[[ Study text, beginning ]]

Written by Naomi Martin, Director at New Horizon Centre and Commonside Community Development Trust
Many British people know that the Nazi invasion of Poland in September 1939 was the trigger for Britain to declare war. My father used to tell me how he was in the bathroom of a petrol station in Devon when he heard the news and knew that meant that as a country we were now at war. He described the hairs on the back of his neck standing on end.
Fewer people in UK know that on 17th September 1939 the Red Army invaded Poland from the East. Polish families and others living in that part of what was then Poland, were ripped from their homes, killed or sent in inhuman conditions on trains into exile in Siberia and Kazakhstan. Many of the men who survived walked hundreds of miles to join Anders Army in 1941, fighting for example in the Battle of Monte Cassino, 130km south of Rome, Italy.
Amongst millions of others, some of the deported Polish families were able to finally settle in Britain after 1945. It took years and years to settle and reunite those who survived and the traumas they endured were largely unaddressed. Polish veterans who fought in the British Armed Forces were not always well treated in the post-war Victory celebrations – they were told they could not take part in the March Pasts for fear of offending Stalin and the USSR government…
Even less well known in UK today is that this part of pre-1939 Eastern Poland (known as ‘Kresy’) is now part of Ukraine. Post-war Europe was carved up by Britain, US and USSR and Poles and Poland fared badly. This was a bitter experience that lives on in Polish memory.
So the Ukrainian families we see fleeing westwards and queuing for hours to get into Poland and other neighbouring countries, are fleeing over and from those same lands from which Polish families were torn in 1939.
THAT is one of the reasons why within hours on Friday 28th February, over 3,000 (and today 370,000) Polish people had signed up to a Facebook page headed ‘Help for Ukraine: lodgings and other help for Ukrainians’. Offers of transport, shelter and food were posted within minutes.
The lands that these people are fleeing are Tim Snyder’s ‘Bloodlands’ (Vintage Books, 2010) and history is repeating the war’s ravage and torment of innocent souls. A true nightmare. A nightmare that their grandparents and great-grandparents saw unfold with their own eyes.
Polish Family Association is working with these partners to support them to support refugees from Ukraine. All refugees.
We have set up a Crowdfunder page and would be very grateful if you are able to donate. The money will be properly managed and accounted for and will be used to pay for example, for additional expenses borne by Polish host families, the extra petrol needed to move people around and for first aid and medical supplies.
You may have read about the Scottish Journalist who was stuck in the traffic jam trying to get out of Ukraine at the weekend, with his wife, daughter and their tiny two-week old baby. He is now in Poland, sorting out visa requirements for UK and we know at least he, his children and his wife, have somewhere to shelter, eat and recuperate before they embark on the next stage of their journey.
This is thanks to the huge hearts and immediate practical action of people in Poland. They know of the ordeals, they feel them, and they leapt up to serve. Help us to help them.

[[ Study text, end ]]

According to the article on Polish aid for Ukrainian refugees, on what date did the Red Army invade Poland from the East? Rely only on the article about Polish aid for Ukrainian refugees.

[[ Data for review, beginning ]]

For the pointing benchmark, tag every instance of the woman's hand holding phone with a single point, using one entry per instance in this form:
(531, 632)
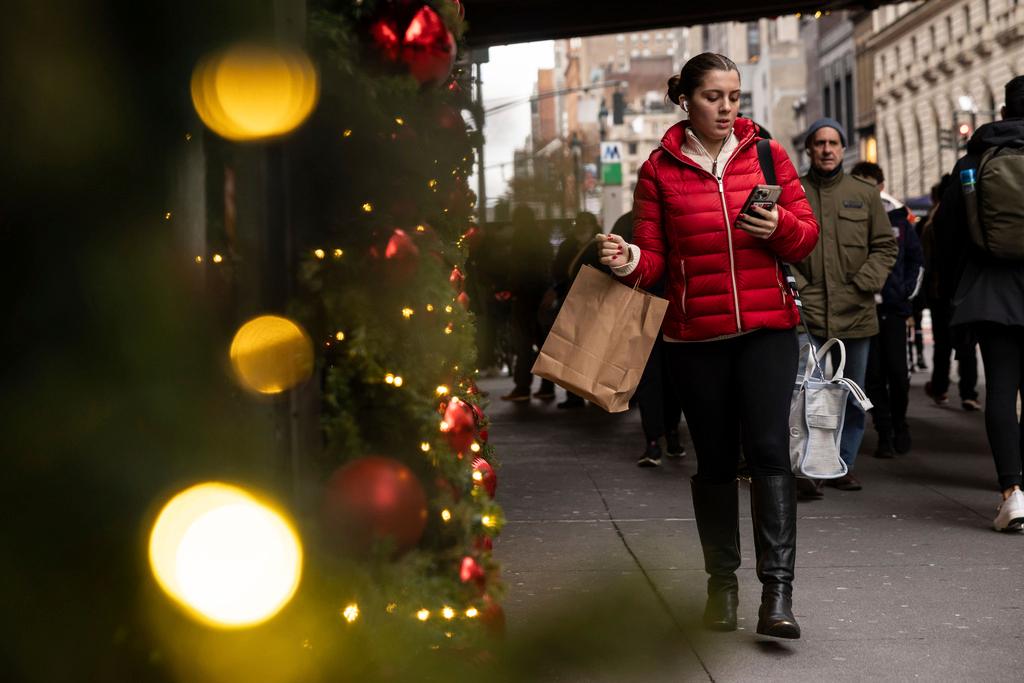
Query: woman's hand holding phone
(760, 222)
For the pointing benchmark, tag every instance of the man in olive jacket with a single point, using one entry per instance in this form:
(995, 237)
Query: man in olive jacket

[[ Data for review, end ]]

> **Response**: 17th September 1939